- [WORK INSTRUCTIONS]:
From the data underneath, reproduce exactly the stretch that begins at the line with "Segment the target" and ends after the line with "positive clicks: (413, 373) (345, 395)".

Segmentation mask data
'''
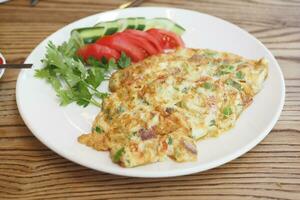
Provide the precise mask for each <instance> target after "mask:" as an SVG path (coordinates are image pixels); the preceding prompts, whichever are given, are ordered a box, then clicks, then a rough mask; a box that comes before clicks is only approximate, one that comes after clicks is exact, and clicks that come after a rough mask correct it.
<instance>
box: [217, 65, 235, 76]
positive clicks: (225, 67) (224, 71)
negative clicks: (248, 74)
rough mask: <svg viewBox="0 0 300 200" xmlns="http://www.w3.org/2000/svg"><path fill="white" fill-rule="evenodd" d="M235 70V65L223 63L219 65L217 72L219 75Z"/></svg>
mask: <svg viewBox="0 0 300 200" xmlns="http://www.w3.org/2000/svg"><path fill="white" fill-rule="evenodd" d="M233 71H234V66H233V65H221V66H220V67H219V70H218V72H217V75H219V76H221V75H226V74H229V73H232V72H233Z"/></svg>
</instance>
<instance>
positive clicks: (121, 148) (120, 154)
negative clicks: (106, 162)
mask: <svg viewBox="0 0 300 200" xmlns="http://www.w3.org/2000/svg"><path fill="white" fill-rule="evenodd" d="M124 152H125V148H124V147H122V148H121V149H119V150H118V151H117V152H116V153H115V155H114V156H113V161H114V162H119V161H120V159H121V156H122V155H123V153H124Z"/></svg>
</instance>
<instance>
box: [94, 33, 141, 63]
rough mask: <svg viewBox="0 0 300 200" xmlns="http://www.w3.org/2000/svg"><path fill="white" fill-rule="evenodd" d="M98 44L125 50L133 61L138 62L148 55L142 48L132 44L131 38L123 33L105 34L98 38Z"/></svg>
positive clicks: (119, 50)
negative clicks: (145, 54) (146, 53)
mask: <svg viewBox="0 0 300 200" xmlns="http://www.w3.org/2000/svg"><path fill="white" fill-rule="evenodd" d="M97 44H101V45H105V46H108V47H111V48H113V49H115V50H117V51H119V52H122V51H124V52H125V53H126V55H127V56H129V57H130V58H131V59H132V61H133V62H138V61H140V60H143V59H144V58H145V57H146V56H145V54H144V52H143V51H142V50H141V48H139V47H137V46H136V45H134V44H132V43H131V42H130V40H128V39H127V38H126V37H124V36H122V35H121V34H114V35H108V36H104V37H103V38H100V39H99V40H97Z"/></svg>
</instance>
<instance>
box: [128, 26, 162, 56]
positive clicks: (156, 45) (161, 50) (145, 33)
mask: <svg viewBox="0 0 300 200" xmlns="http://www.w3.org/2000/svg"><path fill="white" fill-rule="evenodd" d="M124 32H126V33H130V34H132V35H135V36H138V37H142V38H145V39H146V40H147V41H148V42H150V43H151V44H152V46H154V48H155V49H156V50H157V52H158V53H160V52H162V50H163V49H162V47H161V46H160V44H159V42H158V39H156V38H155V37H153V36H152V35H151V34H149V33H147V32H146V31H139V30H133V29H127V30H125V31H124Z"/></svg>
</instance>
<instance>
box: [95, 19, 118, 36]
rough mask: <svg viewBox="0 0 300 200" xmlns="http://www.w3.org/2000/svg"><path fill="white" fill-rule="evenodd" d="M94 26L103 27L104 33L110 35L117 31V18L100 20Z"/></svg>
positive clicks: (104, 33)
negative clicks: (109, 20) (99, 20)
mask: <svg viewBox="0 0 300 200" xmlns="http://www.w3.org/2000/svg"><path fill="white" fill-rule="evenodd" d="M95 27H104V28H105V32H104V35H112V34H114V33H115V32H117V31H118V29H119V28H118V27H119V25H118V20H114V21H108V22H100V23H98V24H96V25H95Z"/></svg>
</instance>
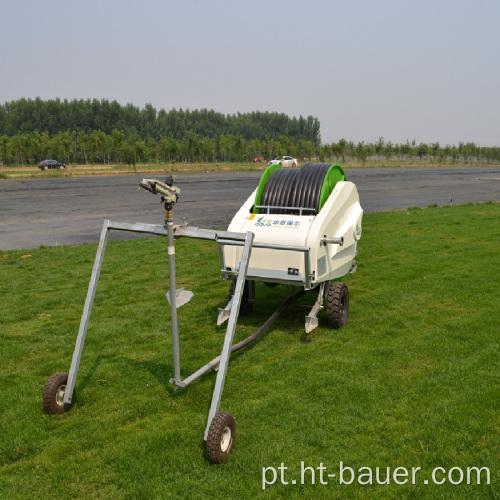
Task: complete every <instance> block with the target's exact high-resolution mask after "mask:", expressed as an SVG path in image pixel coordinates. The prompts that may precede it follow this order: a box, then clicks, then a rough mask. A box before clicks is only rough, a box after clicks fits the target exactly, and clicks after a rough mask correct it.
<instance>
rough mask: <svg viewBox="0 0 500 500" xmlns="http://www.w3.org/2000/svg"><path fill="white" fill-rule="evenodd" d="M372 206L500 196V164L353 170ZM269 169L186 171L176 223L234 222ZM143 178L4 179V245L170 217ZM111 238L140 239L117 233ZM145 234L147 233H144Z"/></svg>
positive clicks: (3, 238)
mask: <svg viewBox="0 0 500 500" xmlns="http://www.w3.org/2000/svg"><path fill="white" fill-rule="evenodd" d="M346 174H347V178H348V179H349V180H351V181H353V182H355V183H356V186H357V188H358V191H359V195H360V199H361V206H362V207H363V209H364V211H365V212H379V211H386V210H397V209H402V208H407V207H410V206H422V207H423V206H428V205H432V204H437V205H449V204H450V203H453V204H463V203H471V202H474V203H477V202H485V201H500V167H491V168H479V167H473V168H466V167H457V168H446V167H441V168H394V169H393V168H383V169H382V168H380V169H379V168H369V169H346ZM261 175H262V172H215V173H210V172H206V173H199V174H179V175H177V176H176V185H177V186H178V187H180V188H181V194H180V198H179V203H177V205H175V210H174V214H175V215H174V217H175V222H176V223H181V222H182V219H183V218H185V219H186V220H187V222H189V224H190V225H191V226H198V227H204V228H226V227H227V225H228V224H229V222H230V221H231V218H232V217H233V215H234V214H235V213H236V211H237V210H238V209H239V207H240V206H241V204H242V203H243V201H244V200H246V199H247V198H248V196H249V195H250V194H251V193H252V191H253V190H254V189H255V187H256V186H257V184H258V182H259V179H260V177H261ZM142 177H143V176H142V175H141V176H137V175H134V176H110V177H83V178H54V179H28V180H0V250H12V249H17V248H27V249H29V248H37V247H39V246H40V245H47V246H59V245H75V244H79V243H84V242H96V241H98V240H99V235H100V232H101V228H102V223H103V220H104V219H111V220H113V221H121V222H147V223H152V224H161V223H163V217H164V210H163V205H162V204H161V202H160V199H159V197H158V196H156V197H155V196H153V195H152V194H150V193H148V192H147V191H144V190H140V191H139V190H138V186H139V182H140V180H141V179H142ZM110 236H111V239H124V238H128V237H134V235H130V234H129V233H123V232H118V231H114V232H112V233H111V235H110ZM141 237H143V235H142V236H141Z"/></svg>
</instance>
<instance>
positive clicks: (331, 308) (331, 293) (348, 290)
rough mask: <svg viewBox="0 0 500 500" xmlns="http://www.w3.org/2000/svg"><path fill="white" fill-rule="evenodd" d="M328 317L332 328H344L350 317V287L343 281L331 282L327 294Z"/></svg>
mask: <svg viewBox="0 0 500 500" xmlns="http://www.w3.org/2000/svg"><path fill="white" fill-rule="evenodd" d="M325 308H326V317H327V319H328V326H329V327H330V328H336V329H338V328H342V327H343V326H344V325H345V324H346V323H347V320H348V318H349V289H348V288H347V285H346V284H345V283H342V282H338V281H336V282H334V283H330V286H329V287H328V293H327V295H326V305H325Z"/></svg>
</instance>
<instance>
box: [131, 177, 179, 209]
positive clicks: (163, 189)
mask: <svg viewBox="0 0 500 500" xmlns="http://www.w3.org/2000/svg"><path fill="white" fill-rule="evenodd" d="M174 180H175V178H174V177H172V176H171V175H169V176H168V177H167V178H166V179H165V182H161V181H158V180H156V179H142V182H141V183H140V184H139V186H140V187H142V188H144V189H145V190H146V191H149V192H150V193H153V194H154V195H156V194H158V193H159V194H161V201H162V202H164V203H165V207H167V205H170V206H172V205H173V204H174V203H177V199H178V198H179V194H180V192H181V190H180V189H179V188H178V187H177V186H174V185H173V184H174Z"/></svg>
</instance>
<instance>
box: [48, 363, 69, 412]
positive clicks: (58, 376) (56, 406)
mask: <svg viewBox="0 0 500 500" xmlns="http://www.w3.org/2000/svg"><path fill="white" fill-rule="evenodd" d="M67 383H68V374H67V373H64V372H57V373H54V375H52V376H51V377H50V378H49V380H48V381H47V383H46V384H45V388H44V389H43V408H44V410H45V411H46V412H47V413H50V414H52V415H60V414H61V413H64V412H65V411H68V410H69V409H70V408H71V404H70V403H63V398H64V391H65V390H66V384H67Z"/></svg>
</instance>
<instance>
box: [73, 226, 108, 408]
mask: <svg viewBox="0 0 500 500" xmlns="http://www.w3.org/2000/svg"><path fill="white" fill-rule="evenodd" d="M109 224H110V221H109V220H105V221H104V225H103V226H102V231H101V237H100V239H99V246H98V248H97V254H96V257H95V261H94V268H93V269H92V276H91V277H90V283H89V289H88V291H87V298H86V300H85V306H84V307H83V314H82V319H81V321H80V329H79V330H78V336H77V338H76V344H75V350H74V352H73V360H72V361H71V368H70V370H69V374H68V382H67V384H66V390H65V391H64V399H63V401H64V403H71V400H72V398H73V392H74V390H75V383H76V375H77V374H78V368H79V366H80V358H81V357H82V351H83V345H84V343H85V337H86V335H87V328H88V326H89V319H90V313H91V312H92V304H93V303H94V297H95V291H96V289H97V283H98V282H99V275H100V274H101V265H102V261H103V258H104V251H105V250H106V244H107V242H108V234H109Z"/></svg>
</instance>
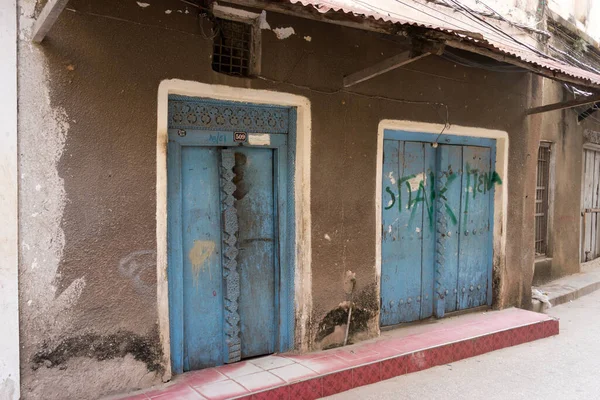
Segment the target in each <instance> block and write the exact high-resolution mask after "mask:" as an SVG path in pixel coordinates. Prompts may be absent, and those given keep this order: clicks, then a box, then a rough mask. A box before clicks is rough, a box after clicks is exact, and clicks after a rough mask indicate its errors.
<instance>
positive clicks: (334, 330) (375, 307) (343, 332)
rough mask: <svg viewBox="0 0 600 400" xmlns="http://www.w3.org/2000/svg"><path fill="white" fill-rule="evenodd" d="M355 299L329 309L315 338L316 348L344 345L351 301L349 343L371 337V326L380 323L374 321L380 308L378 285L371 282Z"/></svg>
mask: <svg viewBox="0 0 600 400" xmlns="http://www.w3.org/2000/svg"><path fill="white" fill-rule="evenodd" d="M355 299H356V300H354V301H352V300H350V301H344V302H342V303H340V305H339V306H338V307H337V308H334V309H333V310H331V311H329V312H328V313H327V314H326V315H325V316H324V317H323V319H321V321H320V322H319V326H318V328H317V333H316V335H315V339H314V340H315V346H314V347H315V348H316V349H331V348H335V347H339V346H343V345H344V339H345V336H346V329H347V326H348V312H349V309H350V304H351V303H353V306H352V314H351V320H350V329H349V330H348V342H347V344H352V343H353V342H356V341H360V340H363V339H367V338H368V337H369V335H370V329H369V326H370V325H372V324H373V323H375V324H376V325H377V324H378V323H379V321H373V318H374V317H375V316H377V310H378V302H377V295H376V285H375V284H371V285H369V286H367V287H365V288H364V289H363V290H361V291H360V293H359V294H358V295H357V296H356V297H355Z"/></svg>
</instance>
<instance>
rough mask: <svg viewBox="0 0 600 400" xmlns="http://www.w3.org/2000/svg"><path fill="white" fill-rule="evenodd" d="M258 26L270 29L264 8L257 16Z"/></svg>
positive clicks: (262, 28)
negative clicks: (259, 13) (263, 9)
mask: <svg viewBox="0 0 600 400" xmlns="http://www.w3.org/2000/svg"><path fill="white" fill-rule="evenodd" d="M258 27H259V28H260V29H268V30H270V29H271V25H269V23H268V22H267V12H266V11H265V10H263V12H261V13H260V16H259V17H258Z"/></svg>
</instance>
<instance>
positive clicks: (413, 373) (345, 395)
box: [327, 291, 600, 400]
mask: <svg viewBox="0 0 600 400" xmlns="http://www.w3.org/2000/svg"><path fill="white" fill-rule="evenodd" d="M599 312H600V291H596V292H594V293H592V294H590V295H588V296H584V297H581V298H579V299H577V300H575V301H572V302H569V303H566V304H562V305H559V306H557V307H554V308H551V309H550V310H548V314H549V315H552V316H554V317H556V318H560V335H558V336H553V337H550V338H546V339H542V340H537V341H534V342H530V343H525V344H521V345H519V346H514V347H509V348H505V349H502V350H498V351H494V352H491V353H487V354H483V355H481V356H477V357H473V358H468V359H466V360H462V361H459V362H456V363H452V364H448V365H443V366H439V367H434V368H430V369H428V370H425V371H420V372H416V373H413V374H408V375H403V376H399V377H396V378H393V379H389V380H386V381H382V382H379V383H376V384H373V385H369V386H363V387H361V388H357V389H353V390H351V391H348V392H344V393H340V394H337V395H335V396H330V397H327V398H328V399H331V400H335V399H339V400H341V399H344V400H354V399H356V400H358V399H361V400H376V399H382V400H383V399H390V400H391V399H394V400H397V399H441V398H454V399H489V400H492V399H499V400H500V399H502V400H505V399H514V400H517V399H527V400H531V399H562V400H567V399H597V398H598V393H600V380H598V371H599V370H600V346H598V333H599V332H600V319H598V318H596V316H597V315H598V313H599Z"/></svg>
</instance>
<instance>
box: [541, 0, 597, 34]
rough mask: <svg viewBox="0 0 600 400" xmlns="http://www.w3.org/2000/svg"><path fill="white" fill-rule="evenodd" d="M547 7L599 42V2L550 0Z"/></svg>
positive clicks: (582, 0)
mask: <svg viewBox="0 0 600 400" xmlns="http://www.w3.org/2000/svg"><path fill="white" fill-rule="evenodd" d="M548 7H549V8H550V10H552V11H554V12H555V13H557V14H558V15H560V16H561V17H562V18H564V19H565V20H567V21H569V22H571V23H572V24H573V25H575V27H577V28H578V29H580V30H582V31H583V32H585V33H587V34H588V35H589V36H590V37H592V38H593V39H594V40H596V41H597V42H600V2H598V1H595V0H550V1H549V2H548Z"/></svg>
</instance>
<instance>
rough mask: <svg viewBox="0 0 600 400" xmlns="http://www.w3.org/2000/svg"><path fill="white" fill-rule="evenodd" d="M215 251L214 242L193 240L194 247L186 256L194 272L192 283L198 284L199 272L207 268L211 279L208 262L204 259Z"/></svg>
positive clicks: (204, 270) (210, 254)
mask: <svg viewBox="0 0 600 400" xmlns="http://www.w3.org/2000/svg"><path fill="white" fill-rule="evenodd" d="M214 251H215V242H211V241H210V240H194V247H192V249H191V250H190V253H189V254H188V257H189V259H190V262H191V263H192V272H193V274H194V284H196V285H197V284H198V278H199V277H200V272H204V271H205V270H206V269H208V276H209V279H211V280H212V276H211V275H210V268H208V267H209V266H208V264H207V263H206V260H208V258H209V257H210V256H211V255H212V253H213V252H214Z"/></svg>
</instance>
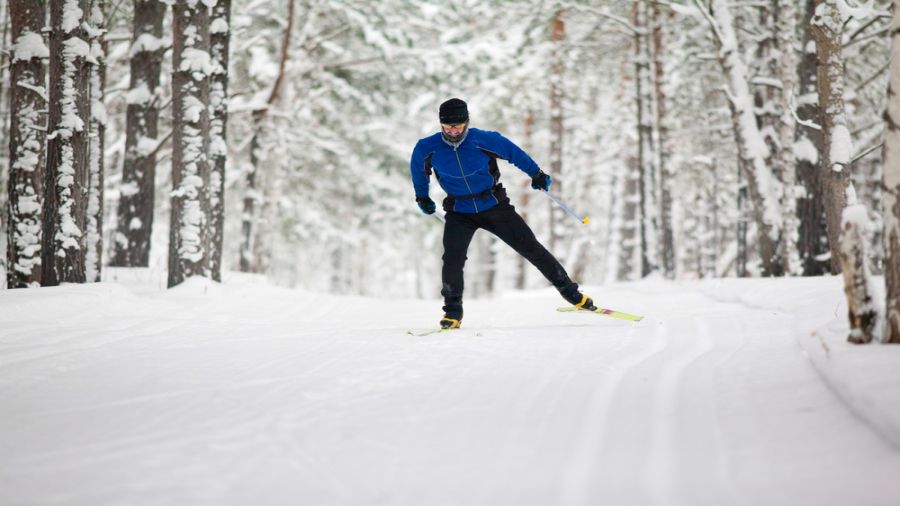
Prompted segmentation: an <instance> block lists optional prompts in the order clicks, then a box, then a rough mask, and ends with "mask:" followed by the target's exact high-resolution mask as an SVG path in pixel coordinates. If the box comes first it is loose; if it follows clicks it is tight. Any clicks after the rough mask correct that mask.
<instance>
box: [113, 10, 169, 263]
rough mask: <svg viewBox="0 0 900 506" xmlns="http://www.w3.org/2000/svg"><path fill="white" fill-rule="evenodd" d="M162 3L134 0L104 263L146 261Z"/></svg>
mask: <svg viewBox="0 0 900 506" xmlns="http://www.w3.org/2000/svg"><path fill="white" fill-rule="evenodd" d="M165 13H166V4H165V3H163V2H162V1H160V0H135V3H134V34H133V37H132V43H131V83H130V85H129V91H128V94H127V95H126V100H127V102H128V108H127V110H126V118H125V161H124V163H123V166H122V183H121V189H120V194H119V205H118V209H117V212H116V215H117V219H116V223H117V226H116V235H115V252H114V253H113V257H112V259H111V261H110V265H114V266H118V267H147V266H148V265H149V263H150V238H151V233H152V231H153V207H154V200H155V185H154V180H155V178H156V146H157V144H158V142H159V139H158V130H157V124H158V118H159V95H158V93H157V88H159V77H160V68H161V67H162V59H163V53H164V52H165V50H166V48H167V47H168V46H169V45H170V44H171V41H170V40H168V39H165V38H163V18H164V16H165Z"/></svg>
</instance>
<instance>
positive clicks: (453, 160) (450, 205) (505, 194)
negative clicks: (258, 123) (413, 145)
mask: <svg viewBox="0 0 900 506" xmlns="http://www.w3.org/2000/svg"><path fill="white" fill-rule="evenodd" d="M498 158H500V159H503V160H506V161H508V162H510V163H512V164H513V165H515V166H516V167H518V168H519V169H521V170H522V171H523V172H525V173H526V174H528V175H529V176H534V175H535V174H537V173H538V172H539V171H540V168H539V167H538V165H537V164H536V163H535V162H534V160H532V159H531V157H530V156H528V154H527V153H525V151H523V150H522V148H520V147H519V146H516V145H515V144H513V142H512V141H510V140H509V139H507V138H506V137H503V136H502V135H500V134H499V133H498V132H491V131H487V130H479V129H477V128H469V129H468V131H467V132H466V136H465V137H464V138H463V140H462V141H460V142H459V143H458V144H453V143H450V142H449V141H447V140H445V139H444V138H443V136H442V135H441V133H440V132H438V133H436V134H434V135H432V136H429V137H425V138H424V139H420V140H419V142H418V143H416V147H415V149H413V154H412V159H411V160H410V173H411V174H412V180H413V187H414V188H415V190H416V197H427V196H428V185H429V182H430V181H429V177H430V176H431V174H432V172H433V173H434V176H435V177H436V178H437V180H438V184H440V185H441V188H443V189H444V191H445V192H447V198H446V199H444V210H445V211H447V212H450V211H453V212H457V213H480V212H482V211H487V210H488V209H490V208H492V207H494V206H496V205H497V204H499V203H501V202H503V201H508V200H509V199H508V198H507V197H506V190H505V189H504V188H503V185H502V184H500V170H499V169H498V167H497V159H498Z"/></svg>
'''
- [YOUR RESPONSE]:
Segment the target in each <instance> block and write the exact high-resolution mask after "mask:" as an SVG path in pixel coordinates. Prompts may be absent, and those given keep this order: clicks, then a box, then a rough mask. A box before clicks is rough, a box after clicks is exact, and clicks after a rough mask indicate its errors.
<instance>
positive clicks: (334, 330) (375, 307) (343, 332)
rough mask: <svg viewBox="0 0 600 400" xmlns="http://www.w3.org/2000/svg"><path fill="white" fill-rule="evenodd" d="M355 299L329 309L315 338L316 348L344 345L351 301L349 343L371 337V326L380 323L374 321L380 308L378 285L371 282Z"/></svg>
mask: <svg viewBox="0 0 600 400" xmlns="http://www.w3.org/2000/svg"><path fill="white" fill-rule="evenodd" d="M355 299H356V300H354V301H352V300H350V301H344V302H342V303H340V305H339V306H338V307H337V308H334V309H333V310H331V311H329V312H328V313H327V314H326V315H325V316H324V317H323V319H321V321H320V322H319V326H318V328H317V333H316V335H315V339H314V340H315V346H314V347H315V348H316V349H331V348H335V347H339V346H343V345H344V339H345V336H346V329H347V326H348V312H349V309H350V304H351V303H353V306H352V314H351V320H350V329H349V330H348V342H347V344H352V343H353V342H356V341H360V340H363V339H367V338H368V337H369V335H370V329H369V326H370V325H372V324H373V323H375V324H376V325H377V324H378V323H379V321H373V318H374V317H375V316H377V310H378V302H377V295H376V285H375V284H371V285H369V286H367V287H365V288H364V289H363V290H361V291H360V293H359V294H358V295H357V296H356V297H355Z"/></svg>
</instance>
<instance>
rough mask: <svg viewBox="0 0 600 400" xmlns="http://www.w3.org/2000/svg"><path fill="white" fill-rule="evenodd" d="M258 26L270 29L264 8L257 16Z"/></svg>
positive clicks: (262, 28)
negative clicks: (259, 13) (263, 9)
mask: <svg viewBox="0 0 600 400" xmlns="http://www.w3.org/2000/svg"><path fill="white" fill-rule="evenodd" d="M258 27H259V28H260V29H268V30H270V29H271V25H269V23H268V22H267V12H266V11H265V10H263V12H261V13H260V16H259V17H258Z"/></svg>
</instance>
<instance>
positive clicks: (413, 373) (345, 395)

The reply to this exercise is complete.